An accurate, complete copy of the records below is required.

**DATA FOR THIS EXERCISE**
━━━

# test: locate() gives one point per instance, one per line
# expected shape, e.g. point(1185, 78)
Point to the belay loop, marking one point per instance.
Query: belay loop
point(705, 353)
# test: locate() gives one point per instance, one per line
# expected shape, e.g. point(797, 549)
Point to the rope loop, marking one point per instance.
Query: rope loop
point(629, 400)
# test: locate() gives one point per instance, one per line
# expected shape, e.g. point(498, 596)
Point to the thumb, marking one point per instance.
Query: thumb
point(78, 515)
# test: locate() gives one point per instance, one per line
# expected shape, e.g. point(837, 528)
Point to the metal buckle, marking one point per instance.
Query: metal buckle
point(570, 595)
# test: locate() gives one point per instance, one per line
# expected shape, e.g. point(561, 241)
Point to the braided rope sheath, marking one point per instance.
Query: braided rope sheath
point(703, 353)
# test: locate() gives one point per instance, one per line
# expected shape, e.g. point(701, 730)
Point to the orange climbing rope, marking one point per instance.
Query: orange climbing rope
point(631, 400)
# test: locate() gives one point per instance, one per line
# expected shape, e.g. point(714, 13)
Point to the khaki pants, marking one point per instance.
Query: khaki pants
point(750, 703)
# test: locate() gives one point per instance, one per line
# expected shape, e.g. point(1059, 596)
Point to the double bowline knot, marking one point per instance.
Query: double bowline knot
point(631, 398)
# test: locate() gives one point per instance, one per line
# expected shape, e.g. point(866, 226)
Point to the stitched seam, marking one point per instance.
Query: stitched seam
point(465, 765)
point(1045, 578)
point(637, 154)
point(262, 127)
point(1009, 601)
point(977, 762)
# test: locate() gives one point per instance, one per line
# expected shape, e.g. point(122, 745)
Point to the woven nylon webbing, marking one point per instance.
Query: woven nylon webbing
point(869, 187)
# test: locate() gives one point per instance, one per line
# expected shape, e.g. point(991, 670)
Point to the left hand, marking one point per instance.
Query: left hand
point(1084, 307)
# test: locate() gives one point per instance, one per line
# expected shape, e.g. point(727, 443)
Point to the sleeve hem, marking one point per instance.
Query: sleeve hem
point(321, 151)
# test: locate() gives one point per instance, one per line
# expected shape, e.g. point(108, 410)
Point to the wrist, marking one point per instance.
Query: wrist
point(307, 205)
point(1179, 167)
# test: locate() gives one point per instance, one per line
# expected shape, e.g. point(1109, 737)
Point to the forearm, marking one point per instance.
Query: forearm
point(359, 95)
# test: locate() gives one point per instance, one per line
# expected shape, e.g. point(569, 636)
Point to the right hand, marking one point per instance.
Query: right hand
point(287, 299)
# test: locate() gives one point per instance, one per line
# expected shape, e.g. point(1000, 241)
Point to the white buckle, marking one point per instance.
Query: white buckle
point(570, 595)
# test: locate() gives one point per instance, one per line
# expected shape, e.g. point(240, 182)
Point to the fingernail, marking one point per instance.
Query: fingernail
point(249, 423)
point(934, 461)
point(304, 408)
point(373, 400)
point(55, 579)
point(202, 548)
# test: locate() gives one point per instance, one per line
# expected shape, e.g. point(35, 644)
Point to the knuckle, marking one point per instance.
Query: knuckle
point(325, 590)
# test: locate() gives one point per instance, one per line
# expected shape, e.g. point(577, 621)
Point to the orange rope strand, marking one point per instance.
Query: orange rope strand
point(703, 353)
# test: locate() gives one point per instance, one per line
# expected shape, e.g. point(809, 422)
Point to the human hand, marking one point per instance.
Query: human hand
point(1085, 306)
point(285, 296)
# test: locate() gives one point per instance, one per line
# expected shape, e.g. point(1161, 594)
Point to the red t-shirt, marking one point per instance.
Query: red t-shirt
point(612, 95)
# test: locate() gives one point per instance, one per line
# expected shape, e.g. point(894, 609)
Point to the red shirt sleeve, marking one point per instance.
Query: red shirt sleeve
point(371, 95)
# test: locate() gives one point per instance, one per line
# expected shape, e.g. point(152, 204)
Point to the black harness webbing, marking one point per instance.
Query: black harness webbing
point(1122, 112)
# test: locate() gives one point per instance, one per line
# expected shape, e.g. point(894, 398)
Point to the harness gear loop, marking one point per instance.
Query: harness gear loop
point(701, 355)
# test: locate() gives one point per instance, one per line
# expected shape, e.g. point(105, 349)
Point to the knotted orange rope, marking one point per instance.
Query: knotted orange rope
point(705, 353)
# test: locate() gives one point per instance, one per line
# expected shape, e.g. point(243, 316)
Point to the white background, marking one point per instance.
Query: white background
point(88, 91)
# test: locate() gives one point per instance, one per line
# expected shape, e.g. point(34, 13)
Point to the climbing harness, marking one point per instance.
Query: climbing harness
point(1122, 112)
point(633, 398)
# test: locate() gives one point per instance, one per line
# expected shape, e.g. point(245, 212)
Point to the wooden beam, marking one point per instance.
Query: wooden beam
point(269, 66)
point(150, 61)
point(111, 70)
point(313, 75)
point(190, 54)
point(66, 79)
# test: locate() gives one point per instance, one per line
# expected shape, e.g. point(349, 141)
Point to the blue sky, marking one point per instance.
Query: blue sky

━━━

**EXERCISE ANSWER**
# test: locate() gives one point per instance, one per line
# expected shape, e.g. point(1185, 78)
Point to the belay loop, marking one point per instance.
Query: belay loop
point(705, 353)
# test: locate() gives one point per instance, one per line
# expected shape, e.g. point(797, 549)
Point to the rope loop, marking one point per instance.
Query: rope loop
point(629, 400)
# test: locate() gives one point per instance, one per line
# expected shape, e.g. point(498, 596)
Point to the thumb, marking one point per instance.
Query: thumb
point(78, 515)
# test: locate() gives one point per instance, one per line
# expected shape, e.g. point(837, 528)
Point to the metal buckle, marking one point per instance.
Query: metal buckle
point(570, 595)
# test: locate() gives one point per instance, one per line
# expected shape, e.g. point(561, 241)
Point to the braided rope sheath, marking one point per instance.
Query: braided rope sheath
point(703, 353)
# test: locate() gives one point per instance, one per line
# expected shape, e.g. point(701, 730)
Point to the orange climbing rope, marking one point per instance.
Query: orange climbing rope
point(631, 400)
# test: locate() gives one point per instance, one per line
# expected shape, e.g. point(714, 13)
Point to the khaki pants, marking one point per instance.
Query: khaki pants
point(750, 703)
# test: locate() gives one point per instance, one per line
# expected shape, e.g. point(1059, 596)
Point to the double bowline knot, marking one point per instance.
Query: double bowline knot
point(631, 398)
# test: locate() gives one point per instance, one per line
# expected shape, e.g. point(866, 226)
Point to the stitched seam, marking one point per instance.
Query: stitched seam
point(465, 765)
point(1045, 578)
point(637, 154)
point(262, 127)
point(1009, 601)
point(977, 762)
# test: locate() gives one point per instance, one per line
# expected shape, e.g. point(122, 745)
Point to the woven nylon webbing, marking one point per instance.
Query: woven nylon webbing
point(869, 187)
# test: locate() gives one point per instance, one per line
# expected shape, e.g. point(991, 670)
Point to the left hand, marking one point per instance.
Query: left hand
point(1084, 307)
# test: locate() gives one point per instance, one per line
# expected shape, e.g. point(727, 443)
Point to the sleeve hem, marking one point per instance.
Query: sleeve hem
point(321, 151)
# test: locate() gives one point per instance, one per line
# expected shape, e.g. point(108, 410)
Point to the wrist, marking one point per instance.
Query: wrist
point(307, 205)
point(1179, 167)
# test: locate() gives one point per instance, one per line
# expected shape, e.g. point(1109, 737)
Point to the forearm, marking one point per instance.
Query: forearm
point(359, 95)
# test: locate() gives one point per instance, one per line
# expected shape, e.g. point(569, 636)
Point to the right hand, marking one point per instance.
Query: right hand
point(287, 299)
# test: locate() gives one point per instance, one per line
# expected shape, e.g. point(1000, 241)
Point to the white buckle, marking one point per instance.
Query: white buckle
point(570, 595)
# test: locate() gives one point per instance, one per line
# expected shape, e.g. point(240, 182)
Point to the fingernail, marking one point per instance.
Query: fingernail
point(249, 423)
point(934, 461)
point(304, 408)
point(373, 400)
point(55, 579)
point(202, 548)
# test: locate() gives one point per instance, one per line
# expected shape, e.g. point(35, 644)
Point to the knuckle, marking one point per instance.
Query: knuckle
point(325, 590)
# test: locate() gives one point per instance, one per line
# expected shape, e.g. point(577, 621)
Point to the orange rope strand, marking one point per instance.
Query: orange rope strand
point(703, 353)
# test: locate() gives one point per instance, one per line
# expected shape, e.g. point(809, 422)
Point to the human hand, marking one point per instance.
Query: human hand
point(1085, 306)
point(285, 296)
# test: locate() gives one point per instance, one per line
# expected shape, e.g. point(1161, 594)
Point to the red t-shirt, marking one point per instance.
Query: red t-shirt
point(612, 95)
# test: locate() gives one point per instance, one per line
# expected shape, e.g. point(894, 609)
Point to the red shirt sleeve, marking one point per instance.
Query: red shirt sleeve
point(371, 95)
# test: locate() gives one point per instance, one per line
# expected shape, e.g. point(152, 204)
Point to the black harness webbing, marking one point per instance.
Query: black harness webbing
point(1122, 112)
# test: locate() gives one point per instance, one per line
# expected shape, e.g. point(894, 398)
Point to the harness gear loop, marking one point per instance.
Query: harness gear loop
point(701, 355)
# test: locate() gives one point per instance, one per line
# expected shape, e.g. point(105, 349)
Point to the knotted orange rope, marking one point per instance.
Query: knotted orange rope
point(705, 353)
# test: locate() gives one point per instance, one per line
# expected shape, e.g. point(243, 316)
Point to the white background, marking one point per instance.
Query: white background
point(88, 91)
# test: locate() gives one point per instance, one per line
# expected shape, e.g. point(34, 13)
Point to the climbing harness, marking one point per instance.
Query: climbing harness
point(1122, 112)
point(633, 398)
# test: locate() gives one point per instance, one per line
# expected shape, e.g. point(245, 212)
Point to the wooden beam, marking one point per instance.
Query: wooden beam
point(269, 66)
point(150, 61)
point(111, 70)
point(313, 75)
point(190, 54)
point(66, 79)
# test: locate() gives one point per instance, one per line
# expected shape, e.g. point(349, 141)
Point to the blue sky, marking one point per instance.
Query: blue sky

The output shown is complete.